Passage for review:
◇ ◇ ◇ ◇ ◇

August 23, 2020 12:30:44 am
The digital health IDs under the National Digital Health Mission (NDHM) are expected to make it easier to access quality healthcare, says Dr Indu Bhushan, CEO of the National Health Authority implementing the mission. In an interview to The Sunday Express, Bhushan discusses the benefits of the scheme, its pilot in six Union Territories, privacy concerns and how the private sector is expected to participate. Edited excerpts:
Why is NDHM and the Digital Health ID beneficial?
The digital ID is the unifier across all your records. I want to put this out in public that it’s voluntary.
Right now, if you look at any hospital, you would find people carrying their records in some file or some plastic bag … in tattered forms. Sometimes, these records are not fully there. The doctor doesn’t have the benefit of having the full picture of their medical history, so the treatment or the kind of test and diagnostics (they) recommend may not be most optimal.
Here, everything digitised. The patients will have greater information about the kind of treatment given. They will also have access to all the records coming from different hospitals, labs and diagnostic centers and also from public health programs — we have the intention of giving the health ID as the child is born until the death.
It also helps in keeping the health system accountable.
What is the status of the NDHM pilot in six Union Territories?
We’ve started rolling (NDHM) out. The three basic platforms–creation of health ID, creation of doctors registry and the creation of health facility registry — has been completed. Close to 3,000 IDs have been made…across the six Union Territories.
What is the need for a separate Health ID when most of the country already has an Aadhaar card?
The Supreme Court directions are very clear that we can’t use (Aadhaar) for any specific purpose. We can ask for (it) for all those programmes which provide government subsidies…but, as you know, in health there will be a lot of people who don’t have any government subsidies. So, asking and keeping Aadhaar may not be allowed.
It’s not aligned to the Aadhaar Act also.
What factors will encourage private sector participation in NDHM? Could there be a potential for conflict of interest because of their involvement?
The private sector is going to be involved in this mission in a big way, and they will be involved not because of any intent for the welfare of people, but for their own interest and profit motives.
This whole infrastructure is going to be created, owned and controlled by the government, but we will be using a lot of private sector resources in creating it…but, that’s only part of it.

◇ ◇ ◇ ◇ ◇

(Extracted records)
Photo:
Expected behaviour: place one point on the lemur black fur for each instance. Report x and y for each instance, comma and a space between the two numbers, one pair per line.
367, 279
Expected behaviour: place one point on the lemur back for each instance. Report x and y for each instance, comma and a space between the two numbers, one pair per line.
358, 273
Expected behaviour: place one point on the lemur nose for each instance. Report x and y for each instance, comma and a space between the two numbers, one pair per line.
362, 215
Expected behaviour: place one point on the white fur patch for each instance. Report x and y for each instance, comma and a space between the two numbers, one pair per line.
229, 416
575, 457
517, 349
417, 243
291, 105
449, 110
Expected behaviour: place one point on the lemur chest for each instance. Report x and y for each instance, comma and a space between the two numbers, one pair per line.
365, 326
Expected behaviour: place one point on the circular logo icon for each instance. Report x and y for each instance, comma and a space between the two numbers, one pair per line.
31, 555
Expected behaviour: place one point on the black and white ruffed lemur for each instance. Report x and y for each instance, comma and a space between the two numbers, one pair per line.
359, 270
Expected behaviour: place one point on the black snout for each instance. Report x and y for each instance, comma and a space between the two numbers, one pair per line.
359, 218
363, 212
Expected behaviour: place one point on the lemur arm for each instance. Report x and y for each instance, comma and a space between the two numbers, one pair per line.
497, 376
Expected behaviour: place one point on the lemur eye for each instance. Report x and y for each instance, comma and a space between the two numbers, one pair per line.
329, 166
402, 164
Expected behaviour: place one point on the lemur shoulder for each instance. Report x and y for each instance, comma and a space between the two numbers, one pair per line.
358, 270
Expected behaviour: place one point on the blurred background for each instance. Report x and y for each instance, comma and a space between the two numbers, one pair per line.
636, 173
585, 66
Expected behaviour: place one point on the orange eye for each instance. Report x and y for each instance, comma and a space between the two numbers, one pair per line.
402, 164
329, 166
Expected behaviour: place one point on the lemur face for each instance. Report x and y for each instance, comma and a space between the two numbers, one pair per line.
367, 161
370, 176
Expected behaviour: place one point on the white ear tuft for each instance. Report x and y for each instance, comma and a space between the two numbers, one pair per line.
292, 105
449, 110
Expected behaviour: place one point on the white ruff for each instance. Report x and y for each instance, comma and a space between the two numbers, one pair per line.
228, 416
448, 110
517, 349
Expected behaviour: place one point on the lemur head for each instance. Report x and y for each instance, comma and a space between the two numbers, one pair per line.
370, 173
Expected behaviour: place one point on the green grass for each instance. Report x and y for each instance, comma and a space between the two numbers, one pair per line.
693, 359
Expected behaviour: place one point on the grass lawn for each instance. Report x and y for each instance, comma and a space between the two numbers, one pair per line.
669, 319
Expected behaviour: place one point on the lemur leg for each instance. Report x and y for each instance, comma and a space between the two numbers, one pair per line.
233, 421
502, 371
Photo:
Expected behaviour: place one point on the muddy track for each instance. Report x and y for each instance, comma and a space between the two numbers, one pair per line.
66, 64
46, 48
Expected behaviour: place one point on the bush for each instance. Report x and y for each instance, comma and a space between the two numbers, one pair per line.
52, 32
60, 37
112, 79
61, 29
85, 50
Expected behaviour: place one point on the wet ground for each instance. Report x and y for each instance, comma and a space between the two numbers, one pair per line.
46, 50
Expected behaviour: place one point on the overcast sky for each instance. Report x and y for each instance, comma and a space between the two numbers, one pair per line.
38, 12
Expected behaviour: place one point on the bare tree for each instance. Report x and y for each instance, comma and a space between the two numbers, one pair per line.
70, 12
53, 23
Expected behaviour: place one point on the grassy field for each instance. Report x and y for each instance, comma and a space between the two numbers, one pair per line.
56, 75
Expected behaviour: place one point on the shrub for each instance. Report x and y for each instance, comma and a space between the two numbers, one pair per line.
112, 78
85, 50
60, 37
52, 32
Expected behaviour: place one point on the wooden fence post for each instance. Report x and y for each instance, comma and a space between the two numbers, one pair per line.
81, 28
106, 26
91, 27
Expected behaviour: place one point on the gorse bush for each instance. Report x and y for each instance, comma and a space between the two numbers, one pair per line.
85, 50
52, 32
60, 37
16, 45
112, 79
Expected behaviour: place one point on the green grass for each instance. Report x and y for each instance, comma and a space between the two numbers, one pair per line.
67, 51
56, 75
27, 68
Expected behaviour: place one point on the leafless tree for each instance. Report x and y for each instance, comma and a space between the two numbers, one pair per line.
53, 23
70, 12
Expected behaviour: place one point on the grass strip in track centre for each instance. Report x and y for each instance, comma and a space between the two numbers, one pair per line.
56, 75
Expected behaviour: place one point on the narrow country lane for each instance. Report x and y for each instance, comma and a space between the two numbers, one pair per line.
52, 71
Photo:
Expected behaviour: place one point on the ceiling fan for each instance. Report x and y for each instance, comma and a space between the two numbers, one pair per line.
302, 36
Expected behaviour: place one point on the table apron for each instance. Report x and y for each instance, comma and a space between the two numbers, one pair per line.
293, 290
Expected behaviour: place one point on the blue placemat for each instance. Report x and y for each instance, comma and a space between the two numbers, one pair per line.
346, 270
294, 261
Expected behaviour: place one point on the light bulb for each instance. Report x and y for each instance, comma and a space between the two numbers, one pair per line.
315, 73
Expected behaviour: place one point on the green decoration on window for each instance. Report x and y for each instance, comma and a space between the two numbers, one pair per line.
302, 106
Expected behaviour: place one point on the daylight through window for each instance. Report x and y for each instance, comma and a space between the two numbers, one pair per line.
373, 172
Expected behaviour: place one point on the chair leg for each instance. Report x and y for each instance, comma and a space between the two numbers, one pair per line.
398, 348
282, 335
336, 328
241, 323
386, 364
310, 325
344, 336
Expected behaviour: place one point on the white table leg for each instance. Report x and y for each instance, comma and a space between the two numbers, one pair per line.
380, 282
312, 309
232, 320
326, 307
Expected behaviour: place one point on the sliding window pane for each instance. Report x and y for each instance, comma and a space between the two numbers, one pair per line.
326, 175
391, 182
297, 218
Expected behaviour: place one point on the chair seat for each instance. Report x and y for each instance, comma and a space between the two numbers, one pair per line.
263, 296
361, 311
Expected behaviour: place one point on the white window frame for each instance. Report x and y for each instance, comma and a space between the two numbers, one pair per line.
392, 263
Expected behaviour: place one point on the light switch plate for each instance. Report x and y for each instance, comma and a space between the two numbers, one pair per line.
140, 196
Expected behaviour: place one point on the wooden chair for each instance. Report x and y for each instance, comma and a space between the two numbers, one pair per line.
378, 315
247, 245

◇ ◇ ◇ ◇ ◇

Explore the material:
1. Write out everything in the digital health ID interview from "The Supreme Court" down to "not be allowed.".
2. Go on with the interview about the National Digital Health Mission from the point where it stops.

Answers for each item:
1.
The Supreme Court directions are very clear that we can’t use (Aadhaar) for any specific purpose. We can ask for (it) for all those programmes which provide government subsidies…but, as you know, in health there will be a lot of people who don’t have any government subsidies. So, asking and keeping Aadhaar may not be allowed.

2.
For example, when we develop a road, it is developed, financed, owned and controlled by the government, but not necessarily built by the government. So, we hire private contractors to build it under our supervision. But, on that road, we don’t say that only government vehicles will be running. Private vehicles will run, it will generate a lot of other demands…maybe some dhabas and other services will come up along the line, maybe some malls will come up. So, that road leads to a lot of direct and indirect commercial activities.
The same thing is going to happen with this health backbone infrastructure we are creating. I think that it has the potential for unlocking a lot of creativity and getting a lot of private sector initiatives.
The potential for conflict of interest doesn’t really arise because the whole architecture and the way it has to be developed, is defined by us. We’re just asking them to help us build it. That requires some additional people.
There are some privacy and security concerns flagged with the health IDs. What measures are you implementing to safeguard patient data?
(People) shouldn’t be apprehensive about it all because we, in terms of our policy, ensure that we have privacy by design, and the data is secure and cannot be used for any purpose that it was not intended for. The system is going to improve on the current status quo in a big way. We have this policy framework which has been put in place under this mission.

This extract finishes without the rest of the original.